- Written request
Reproduce verbatim every line of the listing from its first line through the line containing "left=491, top=95, right=806, bottom=290", including both of these lines.

[Annotated coordinate records]
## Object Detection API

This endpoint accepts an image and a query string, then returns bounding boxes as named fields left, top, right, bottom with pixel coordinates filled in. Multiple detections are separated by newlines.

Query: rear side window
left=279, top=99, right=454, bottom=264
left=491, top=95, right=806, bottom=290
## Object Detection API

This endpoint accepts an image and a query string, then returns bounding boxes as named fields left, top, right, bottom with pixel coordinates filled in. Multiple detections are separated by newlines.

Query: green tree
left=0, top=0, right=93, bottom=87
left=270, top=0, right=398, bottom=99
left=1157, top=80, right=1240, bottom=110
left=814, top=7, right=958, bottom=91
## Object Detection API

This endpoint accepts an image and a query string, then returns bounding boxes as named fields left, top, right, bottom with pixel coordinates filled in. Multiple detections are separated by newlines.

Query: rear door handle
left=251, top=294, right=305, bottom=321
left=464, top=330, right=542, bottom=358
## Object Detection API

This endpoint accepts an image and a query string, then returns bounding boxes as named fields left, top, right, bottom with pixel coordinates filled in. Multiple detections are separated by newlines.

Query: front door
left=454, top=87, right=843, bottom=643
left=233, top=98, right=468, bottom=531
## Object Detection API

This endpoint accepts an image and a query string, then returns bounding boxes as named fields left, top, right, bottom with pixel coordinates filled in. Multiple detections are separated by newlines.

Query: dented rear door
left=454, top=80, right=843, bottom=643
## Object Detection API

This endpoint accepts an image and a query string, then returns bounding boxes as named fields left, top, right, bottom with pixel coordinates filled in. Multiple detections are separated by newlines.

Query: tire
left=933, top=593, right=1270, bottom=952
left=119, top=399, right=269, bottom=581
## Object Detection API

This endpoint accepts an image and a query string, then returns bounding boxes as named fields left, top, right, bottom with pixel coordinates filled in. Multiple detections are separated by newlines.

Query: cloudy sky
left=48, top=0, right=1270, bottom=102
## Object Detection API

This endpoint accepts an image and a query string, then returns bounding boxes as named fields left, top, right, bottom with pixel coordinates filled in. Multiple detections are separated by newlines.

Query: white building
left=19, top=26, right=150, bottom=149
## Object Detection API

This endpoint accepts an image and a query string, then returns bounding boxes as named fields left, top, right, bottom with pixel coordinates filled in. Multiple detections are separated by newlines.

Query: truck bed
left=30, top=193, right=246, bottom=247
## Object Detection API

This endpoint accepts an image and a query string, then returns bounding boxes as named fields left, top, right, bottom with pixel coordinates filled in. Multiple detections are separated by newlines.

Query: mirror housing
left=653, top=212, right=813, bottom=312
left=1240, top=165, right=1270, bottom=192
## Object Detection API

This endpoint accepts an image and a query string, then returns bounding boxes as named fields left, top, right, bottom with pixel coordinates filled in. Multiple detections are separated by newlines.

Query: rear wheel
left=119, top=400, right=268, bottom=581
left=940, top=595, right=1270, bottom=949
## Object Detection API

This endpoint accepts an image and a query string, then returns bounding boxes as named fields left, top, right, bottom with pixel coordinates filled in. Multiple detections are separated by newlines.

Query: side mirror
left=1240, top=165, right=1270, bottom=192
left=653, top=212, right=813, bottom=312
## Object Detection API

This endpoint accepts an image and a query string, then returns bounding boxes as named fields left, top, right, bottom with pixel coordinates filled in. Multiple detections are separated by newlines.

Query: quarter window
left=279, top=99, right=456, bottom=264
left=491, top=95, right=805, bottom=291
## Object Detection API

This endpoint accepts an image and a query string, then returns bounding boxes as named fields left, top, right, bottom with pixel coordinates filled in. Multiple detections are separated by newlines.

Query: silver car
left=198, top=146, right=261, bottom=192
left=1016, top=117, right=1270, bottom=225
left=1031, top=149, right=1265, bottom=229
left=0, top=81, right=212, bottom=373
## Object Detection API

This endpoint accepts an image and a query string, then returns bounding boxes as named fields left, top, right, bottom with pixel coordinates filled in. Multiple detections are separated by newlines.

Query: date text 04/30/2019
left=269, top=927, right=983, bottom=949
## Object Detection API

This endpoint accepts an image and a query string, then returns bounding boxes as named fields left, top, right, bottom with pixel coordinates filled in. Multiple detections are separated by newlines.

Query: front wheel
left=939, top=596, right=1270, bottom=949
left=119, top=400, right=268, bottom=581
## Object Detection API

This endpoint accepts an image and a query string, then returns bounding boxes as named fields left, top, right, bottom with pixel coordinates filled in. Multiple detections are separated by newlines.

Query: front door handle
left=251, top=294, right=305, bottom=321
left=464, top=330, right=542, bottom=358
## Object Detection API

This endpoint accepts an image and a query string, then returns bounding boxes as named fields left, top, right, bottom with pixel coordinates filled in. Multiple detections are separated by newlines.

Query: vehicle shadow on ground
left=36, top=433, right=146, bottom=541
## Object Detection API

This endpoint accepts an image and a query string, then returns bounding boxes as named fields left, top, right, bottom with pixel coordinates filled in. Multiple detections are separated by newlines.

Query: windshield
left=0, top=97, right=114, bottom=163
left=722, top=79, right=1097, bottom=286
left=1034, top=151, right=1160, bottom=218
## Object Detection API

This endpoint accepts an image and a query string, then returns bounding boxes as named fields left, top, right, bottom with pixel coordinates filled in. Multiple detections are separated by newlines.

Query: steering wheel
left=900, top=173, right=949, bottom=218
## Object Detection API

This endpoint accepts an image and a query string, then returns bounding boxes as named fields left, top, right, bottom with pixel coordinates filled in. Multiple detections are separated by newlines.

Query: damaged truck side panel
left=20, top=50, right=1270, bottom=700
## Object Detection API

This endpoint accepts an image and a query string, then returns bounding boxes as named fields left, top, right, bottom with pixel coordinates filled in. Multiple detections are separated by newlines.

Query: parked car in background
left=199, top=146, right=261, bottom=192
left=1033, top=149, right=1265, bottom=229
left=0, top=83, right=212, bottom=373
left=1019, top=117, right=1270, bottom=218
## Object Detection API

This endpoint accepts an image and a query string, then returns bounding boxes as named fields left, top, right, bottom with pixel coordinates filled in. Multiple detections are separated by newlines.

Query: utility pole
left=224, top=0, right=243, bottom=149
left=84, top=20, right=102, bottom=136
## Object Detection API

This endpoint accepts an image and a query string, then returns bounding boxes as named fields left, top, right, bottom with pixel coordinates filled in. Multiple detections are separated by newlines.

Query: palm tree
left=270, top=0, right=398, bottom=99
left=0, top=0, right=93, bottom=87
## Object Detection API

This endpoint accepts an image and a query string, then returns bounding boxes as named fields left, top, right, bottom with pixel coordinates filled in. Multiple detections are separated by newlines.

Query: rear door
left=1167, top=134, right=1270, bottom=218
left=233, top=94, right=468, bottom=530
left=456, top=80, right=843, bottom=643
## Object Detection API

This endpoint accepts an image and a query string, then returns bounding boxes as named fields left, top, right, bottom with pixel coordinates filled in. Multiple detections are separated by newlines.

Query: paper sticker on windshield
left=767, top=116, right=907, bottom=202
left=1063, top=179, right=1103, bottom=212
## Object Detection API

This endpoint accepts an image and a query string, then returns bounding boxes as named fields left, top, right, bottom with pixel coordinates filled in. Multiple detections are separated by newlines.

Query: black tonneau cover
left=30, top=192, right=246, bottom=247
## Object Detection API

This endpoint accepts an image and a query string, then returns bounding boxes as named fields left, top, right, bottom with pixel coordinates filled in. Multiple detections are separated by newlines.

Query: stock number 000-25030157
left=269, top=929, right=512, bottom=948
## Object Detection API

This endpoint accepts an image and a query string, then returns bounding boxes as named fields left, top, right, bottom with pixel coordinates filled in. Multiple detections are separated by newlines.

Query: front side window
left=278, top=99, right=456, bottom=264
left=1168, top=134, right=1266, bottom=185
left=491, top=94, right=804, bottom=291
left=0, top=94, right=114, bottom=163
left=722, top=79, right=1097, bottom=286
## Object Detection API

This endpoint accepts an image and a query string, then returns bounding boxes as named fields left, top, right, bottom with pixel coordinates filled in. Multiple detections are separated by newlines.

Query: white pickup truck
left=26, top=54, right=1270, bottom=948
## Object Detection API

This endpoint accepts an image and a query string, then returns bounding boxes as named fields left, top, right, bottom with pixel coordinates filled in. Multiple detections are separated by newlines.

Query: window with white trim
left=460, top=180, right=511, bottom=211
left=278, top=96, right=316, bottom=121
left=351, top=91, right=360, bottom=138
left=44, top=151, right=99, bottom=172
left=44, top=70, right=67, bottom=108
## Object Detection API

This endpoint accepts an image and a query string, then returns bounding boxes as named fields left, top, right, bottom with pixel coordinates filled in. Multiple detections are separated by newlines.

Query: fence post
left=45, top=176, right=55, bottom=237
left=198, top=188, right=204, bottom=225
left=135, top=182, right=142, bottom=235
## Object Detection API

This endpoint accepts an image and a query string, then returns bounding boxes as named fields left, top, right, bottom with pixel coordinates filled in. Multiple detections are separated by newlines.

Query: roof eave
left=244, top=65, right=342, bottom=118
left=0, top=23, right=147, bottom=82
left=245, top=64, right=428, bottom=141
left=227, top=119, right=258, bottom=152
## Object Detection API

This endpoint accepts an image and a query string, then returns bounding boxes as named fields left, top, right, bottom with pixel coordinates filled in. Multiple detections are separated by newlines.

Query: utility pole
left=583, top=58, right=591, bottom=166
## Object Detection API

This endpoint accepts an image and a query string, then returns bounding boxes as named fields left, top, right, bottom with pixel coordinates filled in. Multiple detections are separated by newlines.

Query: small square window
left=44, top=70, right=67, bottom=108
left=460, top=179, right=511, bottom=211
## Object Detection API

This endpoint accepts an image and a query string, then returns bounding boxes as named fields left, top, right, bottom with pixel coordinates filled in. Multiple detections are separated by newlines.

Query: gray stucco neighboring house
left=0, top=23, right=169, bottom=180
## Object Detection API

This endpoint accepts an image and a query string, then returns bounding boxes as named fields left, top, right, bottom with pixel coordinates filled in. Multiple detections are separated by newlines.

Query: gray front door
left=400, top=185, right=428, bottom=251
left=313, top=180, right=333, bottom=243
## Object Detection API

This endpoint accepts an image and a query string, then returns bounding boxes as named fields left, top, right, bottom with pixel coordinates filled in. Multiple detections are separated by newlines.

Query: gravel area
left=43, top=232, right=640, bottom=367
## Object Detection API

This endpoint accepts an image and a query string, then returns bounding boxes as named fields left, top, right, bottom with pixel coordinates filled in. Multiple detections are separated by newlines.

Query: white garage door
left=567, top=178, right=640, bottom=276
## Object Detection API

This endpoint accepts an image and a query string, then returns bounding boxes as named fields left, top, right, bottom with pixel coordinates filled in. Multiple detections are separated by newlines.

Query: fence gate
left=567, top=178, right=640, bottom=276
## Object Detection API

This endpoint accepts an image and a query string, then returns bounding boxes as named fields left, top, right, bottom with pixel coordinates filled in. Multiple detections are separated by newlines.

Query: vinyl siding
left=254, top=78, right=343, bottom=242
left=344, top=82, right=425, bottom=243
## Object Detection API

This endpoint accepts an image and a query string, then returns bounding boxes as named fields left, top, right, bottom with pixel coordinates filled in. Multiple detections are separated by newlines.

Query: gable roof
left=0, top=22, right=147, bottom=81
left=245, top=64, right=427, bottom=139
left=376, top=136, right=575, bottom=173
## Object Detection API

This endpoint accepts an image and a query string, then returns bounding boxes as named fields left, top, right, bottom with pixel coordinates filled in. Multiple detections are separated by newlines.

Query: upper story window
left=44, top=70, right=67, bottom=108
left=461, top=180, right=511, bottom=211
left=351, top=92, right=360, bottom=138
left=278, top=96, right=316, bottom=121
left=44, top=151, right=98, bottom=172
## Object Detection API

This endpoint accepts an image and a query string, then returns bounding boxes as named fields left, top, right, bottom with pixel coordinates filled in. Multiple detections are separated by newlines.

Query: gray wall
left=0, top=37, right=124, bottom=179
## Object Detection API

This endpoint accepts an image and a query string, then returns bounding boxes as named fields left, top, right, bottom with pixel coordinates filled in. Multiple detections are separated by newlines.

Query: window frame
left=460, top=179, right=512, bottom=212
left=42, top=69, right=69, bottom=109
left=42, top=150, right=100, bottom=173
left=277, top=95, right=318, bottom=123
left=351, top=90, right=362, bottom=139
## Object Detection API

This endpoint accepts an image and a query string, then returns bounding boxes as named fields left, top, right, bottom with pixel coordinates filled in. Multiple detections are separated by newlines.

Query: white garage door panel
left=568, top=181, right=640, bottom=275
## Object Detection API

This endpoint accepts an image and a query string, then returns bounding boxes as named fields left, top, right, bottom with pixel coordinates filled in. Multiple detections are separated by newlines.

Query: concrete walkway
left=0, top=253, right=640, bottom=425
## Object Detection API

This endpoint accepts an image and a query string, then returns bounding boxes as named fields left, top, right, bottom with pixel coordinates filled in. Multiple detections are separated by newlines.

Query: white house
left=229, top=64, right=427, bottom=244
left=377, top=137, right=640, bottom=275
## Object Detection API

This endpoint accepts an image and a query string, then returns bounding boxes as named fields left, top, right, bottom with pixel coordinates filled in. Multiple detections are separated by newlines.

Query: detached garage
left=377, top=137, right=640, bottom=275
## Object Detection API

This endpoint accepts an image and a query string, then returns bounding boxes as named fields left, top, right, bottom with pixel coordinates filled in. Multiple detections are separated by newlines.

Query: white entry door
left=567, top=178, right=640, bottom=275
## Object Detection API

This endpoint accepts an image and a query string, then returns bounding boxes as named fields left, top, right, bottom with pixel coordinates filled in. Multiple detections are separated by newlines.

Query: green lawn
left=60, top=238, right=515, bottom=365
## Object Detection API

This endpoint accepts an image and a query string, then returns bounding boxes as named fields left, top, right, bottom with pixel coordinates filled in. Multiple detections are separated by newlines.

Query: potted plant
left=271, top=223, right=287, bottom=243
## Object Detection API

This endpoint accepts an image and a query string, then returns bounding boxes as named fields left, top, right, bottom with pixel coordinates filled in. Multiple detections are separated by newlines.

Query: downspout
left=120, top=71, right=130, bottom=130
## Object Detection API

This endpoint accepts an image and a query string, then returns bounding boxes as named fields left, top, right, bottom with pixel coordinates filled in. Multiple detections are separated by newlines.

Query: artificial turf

- Output of the exercise
## Object Detection API

This endpoint accepts an image and a query string, then returns bounding boxes as named fields left, top, right, bottom with pixel coordinates filled in. Multiple detections are separated by newlines.

Query: rear side window
left=279, top=99, right=454, bottom=264
left=491, top=95, right=806, bottom=290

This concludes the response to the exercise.